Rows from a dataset
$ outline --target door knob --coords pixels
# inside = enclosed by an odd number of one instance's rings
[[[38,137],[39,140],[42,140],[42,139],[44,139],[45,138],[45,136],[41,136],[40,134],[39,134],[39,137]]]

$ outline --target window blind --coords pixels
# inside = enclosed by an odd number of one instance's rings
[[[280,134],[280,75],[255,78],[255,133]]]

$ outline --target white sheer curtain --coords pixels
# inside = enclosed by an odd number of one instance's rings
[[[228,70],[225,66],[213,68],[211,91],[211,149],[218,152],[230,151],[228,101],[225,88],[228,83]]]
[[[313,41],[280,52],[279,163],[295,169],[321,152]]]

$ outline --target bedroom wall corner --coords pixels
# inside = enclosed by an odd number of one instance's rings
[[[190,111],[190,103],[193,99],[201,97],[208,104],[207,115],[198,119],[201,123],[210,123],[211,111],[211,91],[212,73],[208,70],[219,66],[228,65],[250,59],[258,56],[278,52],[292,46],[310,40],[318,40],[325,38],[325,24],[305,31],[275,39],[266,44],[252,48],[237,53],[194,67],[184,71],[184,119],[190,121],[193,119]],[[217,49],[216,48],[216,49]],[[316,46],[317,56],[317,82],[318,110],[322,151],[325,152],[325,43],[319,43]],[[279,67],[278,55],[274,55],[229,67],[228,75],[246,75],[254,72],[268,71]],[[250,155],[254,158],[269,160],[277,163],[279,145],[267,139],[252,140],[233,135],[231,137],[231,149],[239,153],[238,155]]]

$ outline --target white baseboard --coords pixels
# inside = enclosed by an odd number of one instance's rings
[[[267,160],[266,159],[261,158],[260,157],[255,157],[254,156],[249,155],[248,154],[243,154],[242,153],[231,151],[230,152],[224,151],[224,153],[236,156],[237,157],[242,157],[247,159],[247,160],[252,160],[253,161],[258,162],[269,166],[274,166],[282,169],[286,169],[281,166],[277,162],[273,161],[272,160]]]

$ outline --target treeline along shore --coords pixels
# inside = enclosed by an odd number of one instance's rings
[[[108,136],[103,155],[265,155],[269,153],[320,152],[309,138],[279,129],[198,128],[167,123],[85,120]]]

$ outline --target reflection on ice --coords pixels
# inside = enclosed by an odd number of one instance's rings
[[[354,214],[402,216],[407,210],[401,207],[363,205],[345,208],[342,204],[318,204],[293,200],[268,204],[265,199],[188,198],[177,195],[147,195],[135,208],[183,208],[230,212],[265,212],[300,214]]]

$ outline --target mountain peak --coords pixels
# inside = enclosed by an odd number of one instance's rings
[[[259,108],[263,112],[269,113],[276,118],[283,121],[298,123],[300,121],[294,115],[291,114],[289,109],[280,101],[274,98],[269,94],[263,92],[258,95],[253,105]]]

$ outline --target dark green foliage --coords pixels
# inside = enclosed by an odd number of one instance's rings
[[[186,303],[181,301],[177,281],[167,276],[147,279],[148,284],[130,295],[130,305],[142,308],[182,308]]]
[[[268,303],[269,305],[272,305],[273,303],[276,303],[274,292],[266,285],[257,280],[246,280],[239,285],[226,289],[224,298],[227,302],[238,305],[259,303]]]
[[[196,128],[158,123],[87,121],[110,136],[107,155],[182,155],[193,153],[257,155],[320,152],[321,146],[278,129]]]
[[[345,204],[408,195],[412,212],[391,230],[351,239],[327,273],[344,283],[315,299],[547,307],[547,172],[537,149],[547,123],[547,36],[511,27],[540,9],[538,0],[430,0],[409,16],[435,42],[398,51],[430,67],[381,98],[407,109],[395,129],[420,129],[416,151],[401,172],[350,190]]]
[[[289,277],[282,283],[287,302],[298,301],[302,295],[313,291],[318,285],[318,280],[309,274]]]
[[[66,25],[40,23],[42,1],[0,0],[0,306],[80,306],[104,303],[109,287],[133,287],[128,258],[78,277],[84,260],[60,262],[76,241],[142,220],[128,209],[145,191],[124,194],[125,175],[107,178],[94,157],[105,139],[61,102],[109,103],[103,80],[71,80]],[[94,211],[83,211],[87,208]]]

Problem details
Above are the records; retype every one exactly.

Answer to this problem
$ outline --target door knob --coords pixels
# inside = enclosed by an odd number of one instance's rings
[[[38,137],[39,140],[42,140],[42,139],[44,139],[45,138],[45,136],[41,136],[40,134],[39,134],[39,137]]]

$ outline --target window blind --coords pixels
# inside = enclosed by an odd number of one instance's rings
[[[280,134],[280,75],[255,78],[255,133]]]

$ outline --target white sheer curtain --coords pixels
# inside = enclosed by an odd number of one instance's rings
[[[228,70],[225,66],[213,68],[211,91],[211,149],[218,152],[230,151],[228,101],[225,88],[228,83]]]
[[[313,41],[280,52],[279,163],[295,169],[321,152]]]

$ outline --target bedroom wall corner --coords pixels
# inside = enclosed by an odd number of one instance's rings
[[[190,111],[190,103],[193,99],[201,97],[208,104],[207,115],[198,119],[201,123],[210,123],[211,111],[211,91],[212,73],[208,70],[219,66],[228,65],[250,59],[258,56],[278,52],[292,46],[310,40],[318,40],[325,38],[325,24],[305,31],[275,39],[266,44],[252,48],[237,53],[194,67],[184,71],[184,119],[190,121],[193,119]],[[217,49],[216,48],[216,49]],[[316,46],[317,56],[317,82],[318,110],[322,151],[325,152],[325,43],[319,43]],[[279,67],[278,55],[274,55],[229,67],[228,75],[246,75],[254,72],[268,71]],[[250,155],[254,158],[269,160],[277,163],[279,145],[267,139],[252,140],[233,135],[231,137],[231,149],[239,153],[238,155]]]

$ outline --target white baseboard --coords pixels
# inside = enclosed by an odd number of one instance's rings
[[[267,160],[266,159],[261,158],[260,157],[255,157],[254,156],[249,155],[248,154],[243,154],[242,153],[231,151],[230,152],[224,151],[224,153],[236,156],[237,157],[242,157],[247,159],[247,160],[252,160],[253,161],[258,162],[269,166],[274,166],[282,169],[286,169],[281,166],[277,162],[273,161],[272,160]]]

$ outline --target treeline along shore --coords pixels
# inside = enclosed by an odd number of one instance's rings
[[[108,136],[103,155],[265,155],[269,153],[320,152],[309,138],[279,129],[198,128],[167,123],[85,120]]]

$ outline --target reflection on ice --coords pixels
# inside = enclosed by an odd number of one instance's rings
[[[354,214],[402,216],[407,210],[401,207],[363,205],[345,208],[342,204],[318,204],[293,200],[268,204],[265,199],[188,198],[177,195],[147,195],[135,208],[183,208],[230,212],[265,212],[300,214]]]

$ outline --target mountain peak --coords pixels
# inside = enclosed by an odd number of one instance's rings
[[[259,108],[263,112],[269,113],[276,118],[283,121],[298,123],[300,121],[294,115],[291,114],[289,109],[280,101],[274,98],[269,94],[263,92],[258,95],[253,105]]]

$ outline --target dark green foliage --coords pixels
# inside = enclosed by an odd number of one instance's rings
[[[186,303],[181,301],[177,281],[167,276],[147,279],[148,284],[130,295],[130,305],[142,308],[182,308]]]
[[[268,303],[269,305],[272,305],[273,303],[276,303],[274,292],[266,285],[257,280],[246,280],[239,285],[226,289],[224,298],[227,302],[238,305],[259,303]]]
[[[196,128],[158,123],[87,121],[110,136],[107,155],[182,155],[193,153],[257,155],[320,152],[321,146],[278,129]]]
[[[345,204],[408,195],[412,212],[391,230],[351,239],[327,273],[344,283],[315,299],[547,307],[547,172],[537,149],[547,123],[547,36],[511,27],[540,9],[538,0],[430,0],[409,16],[435,42],[398,51],[430,67],[381,98],[407,109],[395,129],[420,129],[416,151],[401,172],[350,190]]]
[[[289,277],[282,283],[287,302],[298,301],[302,295],[313,291],[318,285],[318,280],[309,274]]]
[[[66,25],[40,23],[42,1],[0,0],[0,306],[80,306],[104,303],[109,287],[133,287],[128,258],[78,277],[84,260],[60,262],[76,241],[142,220],[128,209],[145,191],[124,194],[125,175],[107,178],[94,157],[105,139],[61,102],[109,103],[103,80],[71,80]],[[94,211],[83,211],[87,208]]]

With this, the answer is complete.